Directions =
Extract every line of the data below word for word, omitting the pictures.

Record list =
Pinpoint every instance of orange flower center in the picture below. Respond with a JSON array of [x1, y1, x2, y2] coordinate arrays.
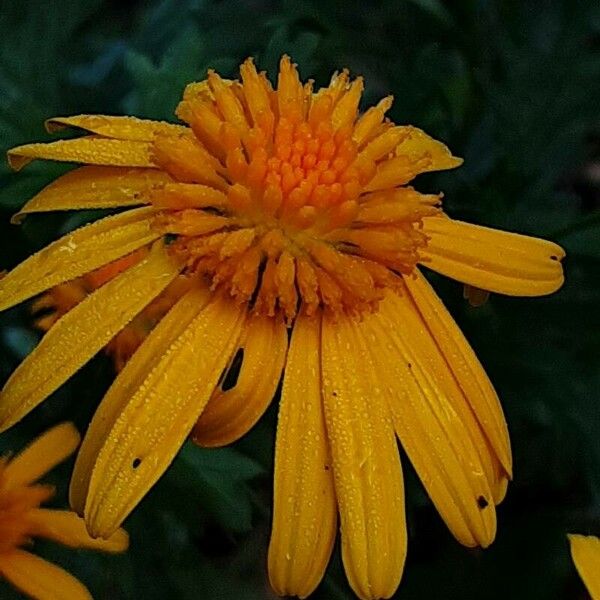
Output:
[[152, 57, 455, 321]]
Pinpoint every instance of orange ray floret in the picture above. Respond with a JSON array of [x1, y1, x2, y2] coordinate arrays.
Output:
[[0, 56, 564, 600], [0, 423, 129, 600]]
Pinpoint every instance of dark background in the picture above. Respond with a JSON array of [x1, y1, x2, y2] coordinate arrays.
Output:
[[0, 0, 600, 600]]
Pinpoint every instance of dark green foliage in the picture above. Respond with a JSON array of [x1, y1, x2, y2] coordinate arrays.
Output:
[[0, 0, 600, 600]]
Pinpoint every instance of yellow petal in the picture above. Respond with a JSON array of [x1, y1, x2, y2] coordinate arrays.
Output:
[[419, 217, 565, 296], [0, 208, 161, 310], [3, 423, 80, 488], [269, 314, 337, 598], [0, 550, 92, 600], [11, 167, 172, 223], [69, 288, 210, 515], [46, 115, 190, 142], [362, 294, 496, 547], [321, 316, 406, 599], [192, 316, 287, 446], [0, 243, 179, 431], [27, 508, 129, 552], [396, 125, 463, 173], [84, 298, 245, 537], [381, 286, 512, 506], [568, 534, 600, 600], [8, 135, 156, 171], [404, 271, 512, 476]]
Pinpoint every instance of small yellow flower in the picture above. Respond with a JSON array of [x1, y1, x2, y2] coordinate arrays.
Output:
[[0, 57, 564, 598], [568, 533, 600, 600], [0, 423, 129, 600]]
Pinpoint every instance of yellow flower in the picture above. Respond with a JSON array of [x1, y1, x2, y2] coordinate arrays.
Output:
[[32, 248, 190, 371], [568, 534, 600, 600], [0, 57, 564, 598], [0, 423, 129, 600]]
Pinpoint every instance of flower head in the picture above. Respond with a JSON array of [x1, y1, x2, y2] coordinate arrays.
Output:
[[0, 423, 129, 600], [0, 57, 564, 598]]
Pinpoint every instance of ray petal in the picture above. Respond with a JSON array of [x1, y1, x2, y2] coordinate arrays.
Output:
[[269, 314, 337, 598], [0, 550, 92, 600], [69, 287, 209, 515], [84, 297, 245, 537], [361, 294, 496, 547], [192, 316, 287, 446], [381, 291, 512, 502], [28, 508, 129, 552], [12, 166, 173, 223], [404, 271, 512, 476], [321, 316, 407, 599], [0, 208, 161, 310], [419, 216, 565, 296], [568, 534, 600, 600], [8, 135, 156, 171], [0, 243, 179, 431], [3, 423, 80, 488], [46, 115, 190, 142]]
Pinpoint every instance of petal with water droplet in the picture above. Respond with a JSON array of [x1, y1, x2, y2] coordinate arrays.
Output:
[[361, 294, 496, 547], [419, 216, 565, 296], [192, 316, 287, 446], [321, 316, 407, 599], [11, 166, 172, 223], [0, 243, 179, 431], [0, 208, 161, 310], [84, 297, 246, 538], [69, 287, 210, 515], [269, 314, 337, 598]]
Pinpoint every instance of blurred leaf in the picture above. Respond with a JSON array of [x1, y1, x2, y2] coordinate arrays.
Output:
[[169, 442, 264, 532]]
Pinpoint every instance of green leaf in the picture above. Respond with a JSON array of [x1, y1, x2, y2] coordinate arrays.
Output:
[[169, 442, 264, 533]]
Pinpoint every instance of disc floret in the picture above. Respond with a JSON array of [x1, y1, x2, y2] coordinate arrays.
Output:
[[152, 56, 450, 321]]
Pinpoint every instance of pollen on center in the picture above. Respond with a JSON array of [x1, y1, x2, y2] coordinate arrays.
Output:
[[146, 56, 447, 322]]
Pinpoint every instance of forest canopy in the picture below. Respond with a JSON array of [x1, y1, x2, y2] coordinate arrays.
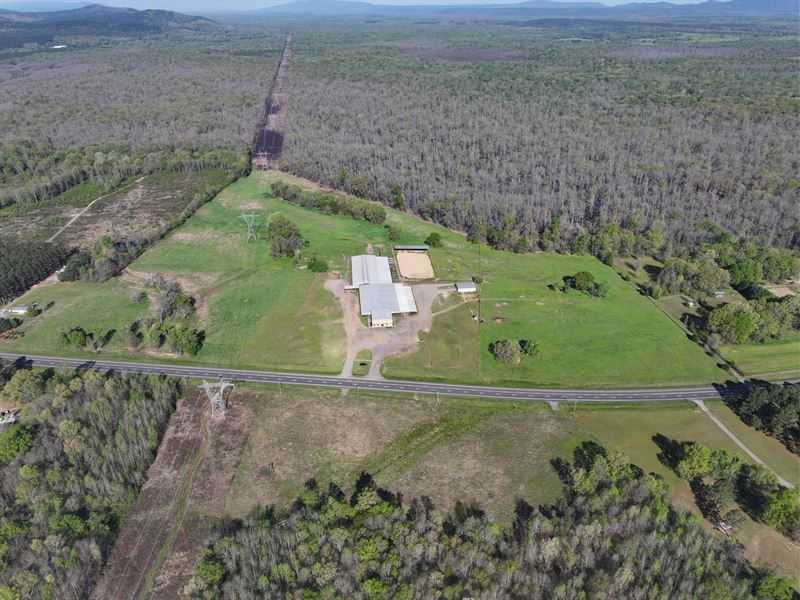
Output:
[[0, 361, 180, 599], [185, 443, 791, 599]]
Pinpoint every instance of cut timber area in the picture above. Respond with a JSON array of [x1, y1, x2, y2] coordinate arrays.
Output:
[[252, 35, 292, 171]]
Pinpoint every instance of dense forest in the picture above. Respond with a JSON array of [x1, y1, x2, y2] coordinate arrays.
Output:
[[0, 240, 69, 304], [186, 443, 792, 600], [0, 364, 180, 599], [283, 20, 800, 251], [0, 28, 283, 205]]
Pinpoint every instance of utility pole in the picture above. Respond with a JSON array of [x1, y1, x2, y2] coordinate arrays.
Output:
[[241, 212, 258, 242], [200, 379, 233, 418]]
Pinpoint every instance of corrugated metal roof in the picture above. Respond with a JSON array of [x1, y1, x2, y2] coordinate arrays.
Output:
[[394, 245, 429, 250], [350, 254, 392, 286], [358, 283, 400, 316]]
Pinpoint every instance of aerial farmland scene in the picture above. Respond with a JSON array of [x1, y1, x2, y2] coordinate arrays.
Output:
[[0, 0, 800, 600]]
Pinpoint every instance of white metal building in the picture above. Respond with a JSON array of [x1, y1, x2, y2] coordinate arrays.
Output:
[[350, 255, 417, 327], [456, 281, 478, 294]]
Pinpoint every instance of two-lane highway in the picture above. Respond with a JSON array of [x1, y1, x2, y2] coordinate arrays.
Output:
[[0, 353, 746, 403]]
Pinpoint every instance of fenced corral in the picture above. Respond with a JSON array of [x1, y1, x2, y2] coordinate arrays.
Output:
[[394, 248, 436, 279], [251, 34, 292, 171]]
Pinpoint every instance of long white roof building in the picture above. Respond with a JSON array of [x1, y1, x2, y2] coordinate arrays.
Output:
[[351, 254, 417, 327]]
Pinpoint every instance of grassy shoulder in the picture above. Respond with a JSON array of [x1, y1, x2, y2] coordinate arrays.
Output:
[[0, 172, 725, 387], [353, 350, 372, 377], [225, 385, 800, 578], [719, 332, 800, 379]]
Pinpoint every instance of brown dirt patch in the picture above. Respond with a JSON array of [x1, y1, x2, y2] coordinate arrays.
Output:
[[170, 230, 219, 243], [395, 251, 435, 279], [92, 395, 205, 600], [92, 391, 253, 600], [390, 436, 512, 510], [227, 388, 429, 516], [152, 390, 253, 598]]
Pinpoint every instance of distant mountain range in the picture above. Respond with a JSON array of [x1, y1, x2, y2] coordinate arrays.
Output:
[[0, 4, 221, 48], [246, 0, 798, 18]]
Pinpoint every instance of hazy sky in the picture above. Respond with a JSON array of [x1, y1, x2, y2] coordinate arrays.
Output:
[[0, 0, 703, 12]]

Task solution =
Pinpoint every instance of orange flower center in the picture below. Respond with a JSON array of [x1, y1, x2, y2] coordinate arrays.
Output:
[[152, 57, 455, 321]]
Pinpoint every instance of orange ray floret in the picture above. Respond with a JSON array of [x1, y1, x2, y2] coordinate arrays.
Output:
[[0, 56, 564, 600], [0, 423, 129, 600]]
Pinpoint every instance of dark background in the picture above. Respond with a JSON array of [x1, y1, x2, y2] coordinate arrays.
Output:
[[0, 0, 600, 600]]
Pinpoint every instance of dark green foliage in the picture above. Respond with a JSON array of [x1, y1, x2, y2] coordinate arrays.
Output:
[[0, 0, 600, 600]]
Pinpoint every instance of yellow petal in the picture above. Respond with a JSON array of [x1, y1, x2, y2] coordinate arrays.
Output:
[[419, 217, 565, 296], [0, 208, 161, 310], [3, 423, 80, 488], [269, 314, 337, 598], [0, 550, 92, 600], [11, 167, 172, 223], [69, 288, 210, 515], [46, 115, 190, 142], [362, 294, 496, 547], [321, 316, 406, 599], [192, 316, 287, 446], [0, 243, 179, 431], [27, 508, 129, 552], [396, 125, 463, 173], [84, 298, 245, 537], [381, 286, 512, 506], [568, 534, 600, 600], [8, 135, 156, 171], [404, 271, 512, 476]]
Pinpoint every instance of small yellow flower in the picture above. Respond with a JSON array of [x1, y1, x2, y2] coordinate arrays.
Output:
[[0, 57, 564, 598], [568, 533, 600, 600], [0, 423, 129, 600]]
Pinpoint every instance of yellow flower in the picture above. Respond with a JSON array of [x1, y1, x2, y2] coordinate arrays.
Output:
[[32, 248, 190, 371], [568, 534, 600, 600], [0, 57, 564, 598], [0, 423, 129, 600]]
Pinpoint every instance of flower head in the picture above. Respond with a JSON array of [x1, y1, x2, y2] coordinate arrays.
Output:
[[0, 423, 129, 600], [0, 57, 564, 598]]
Pinpoint every instance of ray petal in the picture above. Respond with a JSON array of [x1, y1, x2, y2] coordinate arrays.
Output:
[[269, 314, 337, 598], [0, 550, 92, 600], [69, 287, 209, 515], [84, 297, 245, 537], [361, 294, 496, 547], [192, 316, 287, 446], [381, 291, 512, 502], [28, 508, 129, 552], [12, 166, 173, 223], [404, 271, 512, 476], [321, 316, 407, 599], [0, 208, 161, 310], [419, 216, 565, 296], [568, 534, 600, 600], [8, 135, 156, 171], [0, 243, 179, 431], [3, 423, 80, 488], [46, 115, 190, 142]]
Pinpoint every instance of petal with water droplet in the picture above. Respond with a JSON array of [x1, y1, x2, y2] coordinate arrays.
Output:
[[361, 294, 496, 547], [419, 216, 565, 296], [192, 316, 287, 446], [321, 316, 407, 599], [11, 166, 172, 223], [0, 243, 179, 431], [0, 208, 161, 310], [84, 297, 246, 538], [69, 287, 210, 515], [269, 314, 337, 598]]
Pinpoint every instance of blurred leaf in the picture above. Respond with a JSON array of [x1, y1, x2, y2] coordinate arrays.
Output:
[[169, 442, 264, 532]]
Pinpoint every instance of green leaf in the picture above. Respond with a JSON array of [x1, y1, x2, y2] coordinate arrays.
Output:
[[169, 442, 264, 533]]
Pinpoint every instance of disc floret in the picture above. Respond with a JSON array of [x1, y1, x2, y2] coordinate arrays.
Output:
[[152, 56, 450, 321]]
Pinpoint every instance of pollen on center in the picture above. Respond with a JSON array of [x1, y1, x2, y2] coordinate arrays.
Output:
[[146, 56, 447, 322]]
Pinpoint every instance of forest canopy in the picture below. Respond with a JSON array of [x1, y1, x2, y2] coordinate arrays.
Output:
[[0, 361, 180, 599], [185, 443, 791, 599]]
Pinpoint every instance of cut timber area in the picture above. Respond with a JSON array of [x1, y1, x2, y2] coordinate arrays.
Output:
[[252, 35, 292, 171]]
Pinpoint every instance of dense forest in the picture above. Respond with a JSON array of [x1, y1, x2, y2] coordinate arrays.
Output:
[[0, 240, 69, 304], [186, 443, 792, 600], [0, 364, 180, 599], [283, 20, 800, 251], [0, 28, 283, 205]]
Pinpoint every instance of utility pole in the picture above. Respond with a JSON array of [x1, y1, x2, y2] coordinate arrays.
Output:
[[241, 212, 258, 242], [200, 379, 233, 418]]
Pinpoint every instance of corrugated metal roof in the picture above. Respond with a JSON array of [x1, y1, x2, y2] coordinate arrays.
Output:
[[394, 245, 429, 250], [350, 254, 392, 286], [358, 283, 400, 316]]
Pinpoint every instance of aerial farmland scene in the picture above. Respond with a JSON array of [x1, y1, x2, y2] coordinate arrays.
Output:
[[0, 0, 800, 600]]
Pinpoint every instance of white metal building in the picture above. Respond with a JSON array of [x1, y1, x2, y2] coordinate arrays.
Output:
[[350, 255, 417, 327], [456, 281, 478, 294]]
Pinpoint every instance of two-lane highway in the picture above. Respond with a JSON array of [x1, y1, x2, y2] coordinate arrays.
Output:
[[0, 353, 746, 403]]
Pinpoint every instance of fenced corral in the picture above. Respond with a JSON array of [x1, y1, x2, y2] coordinate arrays.
Output:
[[394, 248, 436, 279], [251, 34, 292, 171]]
Pinpoint every instance of long white roof building in the picture above. Respond with a JSON array of [x1, y1, x2, y2] coordinate arrays.
Output:
[[351, 254, 417, 327]]
Pinpoint every instance of grassy shoulder in the picture above. Respond with a JSON array of [x1, y1, x2, y2] coordinate arrays.
Output:
[[0, 172, 725, 387], [353, 350, 372, 377], [225, 385, 800, 578], [719, 332, 800, 379]]
Pinpoint every instance of brown dirt patch in the picture above. Respond with a JSON array of [x1, y1, x2, y2] coordinate arrays.
Output:
[[170, 230, 219, 243], [395, 251, 435, 279], [92, 395, 205, 600], [92, 391, 253, 600], [390, 436, 512, 510], [227, 388, 429, 516], [152, 390, 253, 598]]
Pinpoint every instance of distant mountain range in the picture above. Respond with a JSON array of [x1, y1, x2, y2] coordinate arrays.
Output:
[[0, 4, 221, 48], [246, 0, 798, 18]]
Pinpoint every instance of hazy sky in the picture above. Respond with a JSON array of [x1, y1, x2, y2] coordinate arrays.
Output:
[[0, 0, 703, 12]]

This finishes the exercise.